● PASSAGE SHOWN
________________
Cambridgeshire Police Not to Prosecute In Case of Rottweiller Seriously Injuring Cambridge Postman


Saturday, January 10th, 2009. 1:07am

A Rottweiler, Credit:User Rostdi Wikimedia Commons

Since the day of the awful attack on a postman by dangerous rottweilers in Gazeley Lane, Trumpington, Cambridge in December 2008 the police have been hung up on the issue of weather the attack occurred on a public road or not. At first the police said they were investigating if the attack was on a private road they are now saying they can’t bring a prosecution against the owner due to the fact the attack was on private land.

It is important that this case goes before the court not only to ensure justice is administered, but also so that the injured postman has the opportunity, if the court determines it appropriate, to receive compensation. I am joining those calling for the police to reconsider their decision not to prosecute. I think there has been a misinterpretation of the law by the police, and prosecutors ought put the case before the courts and if there is a grey area they not the police or prosecutors should decide on it.

Section 3 (1) of the Dangerous Dogs Act 1991 states that If a dog is dangerously out of control in a public place the owner (or the person for the time being in charge of the dog) is guilty of an offence,
Section 10 (2) of the Dangerous Dogs Act 1991 defines a public place as:

“public place” means any street, road or other place (whether or not enclosed) to which the public have or are permitted to have access …

There are many private roads like Gazeley Lane in Cambridge and for the police to suggest that the Dangerous Dogs Act, and perhaps other laws do not apply in them, or in other areas which while privately owned the public have access to is nonsense.

A Home Office Circular explainaing the Dangerous Dogs Act 1991 makes clear that the act is intended to have a very broad definition of a public place:

Section 10 (2) defines a public place as meaning any street, road or other place to which the public have, or are permitted to have access. This is a wide definition of a public place which covers some areas, like privately-owned shopping precincts, that have not hitherto been covered in similar legislation. It also covers places which are temporarily open to the public, for instance, a fete or fair.
This section specifically includes the common parts of a building containing two or more separate dwelling. This is intended to cover those parts of, for instance, a block of flats where, although there may be a secure front entry door, so that the interior of the flat is not a place to which the public has unrestricted access, nevertheless the common parts are, in all other respects, a public place.

This is exactly the kind of case where magistrates, or a jury, not the police should be making the decision on if the dogs were dangerously out of control in a public place.
________________
Data records
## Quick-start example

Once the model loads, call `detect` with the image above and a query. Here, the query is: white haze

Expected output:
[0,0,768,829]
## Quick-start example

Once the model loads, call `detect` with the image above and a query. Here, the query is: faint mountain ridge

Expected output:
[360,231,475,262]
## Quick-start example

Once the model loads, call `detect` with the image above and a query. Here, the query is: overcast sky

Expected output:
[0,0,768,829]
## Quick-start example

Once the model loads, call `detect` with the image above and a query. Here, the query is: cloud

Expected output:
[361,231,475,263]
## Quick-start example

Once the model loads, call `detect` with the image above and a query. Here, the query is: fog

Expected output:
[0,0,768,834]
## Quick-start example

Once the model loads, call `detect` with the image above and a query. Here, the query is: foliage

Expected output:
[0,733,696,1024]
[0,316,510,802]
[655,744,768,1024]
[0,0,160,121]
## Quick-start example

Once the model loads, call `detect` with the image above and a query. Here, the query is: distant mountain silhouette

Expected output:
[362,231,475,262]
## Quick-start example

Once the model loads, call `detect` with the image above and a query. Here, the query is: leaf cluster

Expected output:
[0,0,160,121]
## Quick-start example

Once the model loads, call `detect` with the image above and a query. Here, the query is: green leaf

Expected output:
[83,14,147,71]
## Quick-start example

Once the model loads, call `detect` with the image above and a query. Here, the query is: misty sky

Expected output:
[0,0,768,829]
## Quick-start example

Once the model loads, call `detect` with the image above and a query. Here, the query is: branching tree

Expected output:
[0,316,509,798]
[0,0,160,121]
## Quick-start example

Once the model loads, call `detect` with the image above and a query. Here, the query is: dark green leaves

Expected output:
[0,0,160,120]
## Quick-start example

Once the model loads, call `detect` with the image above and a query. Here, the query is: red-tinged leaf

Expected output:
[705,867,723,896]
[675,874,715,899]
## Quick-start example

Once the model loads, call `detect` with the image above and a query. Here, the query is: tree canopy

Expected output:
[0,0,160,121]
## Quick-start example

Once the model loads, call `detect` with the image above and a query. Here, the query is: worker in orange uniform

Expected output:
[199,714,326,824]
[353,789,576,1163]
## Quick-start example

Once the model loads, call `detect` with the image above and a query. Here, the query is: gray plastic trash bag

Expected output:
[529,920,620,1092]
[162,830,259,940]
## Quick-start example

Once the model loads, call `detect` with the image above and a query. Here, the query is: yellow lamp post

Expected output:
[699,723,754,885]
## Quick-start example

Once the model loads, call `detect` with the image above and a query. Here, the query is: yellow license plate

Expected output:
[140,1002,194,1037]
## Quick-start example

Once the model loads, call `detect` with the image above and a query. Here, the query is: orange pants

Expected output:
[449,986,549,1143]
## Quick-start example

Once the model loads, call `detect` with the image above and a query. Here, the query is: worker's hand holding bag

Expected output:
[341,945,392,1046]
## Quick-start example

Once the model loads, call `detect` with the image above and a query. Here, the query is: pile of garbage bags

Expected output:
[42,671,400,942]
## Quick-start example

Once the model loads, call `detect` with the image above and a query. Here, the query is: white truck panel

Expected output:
________________
● QUESTIONS TO ANSWER
1. Reproduce the post on the postman attack word for word, starting at "A Rottweiler, Credit:User" and ending at "on private land.".
2. In the post on the postman attack, what reason do the police now give for saying they can't bring a prosecution against the owner?
3. Using the post on the postman attack, decide whether each statement agrees with it: (a) The attack on the postman happened in December 2008. (b) The Home Office Circular says privately-owned shopping precincts fall outside the definition of a public place. (c) The Home Office Circular says places temporarily open to the public, such as a fete, are covered. For each, answer yes or no and quote the words of the post that decide it.
None of the data records are needed for this work.

● TASK SOLUTIONS
1.
A Rottweiler, Credit:User Rostdi Wikimedia Commons

Since the day of the awful attack on a postman by dangerous rottweilers in Gazeley Lane, Trumpington, Cambridge in December 2008 the police have been hung up on the issue of weather the attack occurred on a public road or not. At first the police said they were investigating if the attack was on a private road they are now saying they can’t bring a prosecution against the owner due to the fact the attack was on private land.

2. They say the attack was on private land.

3.
(a) Yes: "in Gazeley Lane, Trumpington, Cambridge in December 2008"
(b) No: "This is a wide definition of a public place which covers some areas, like privately-owned shopping precincts"
(c) Yes: "It also covers places which are temporarily open to the public, for instance, a fete or fair."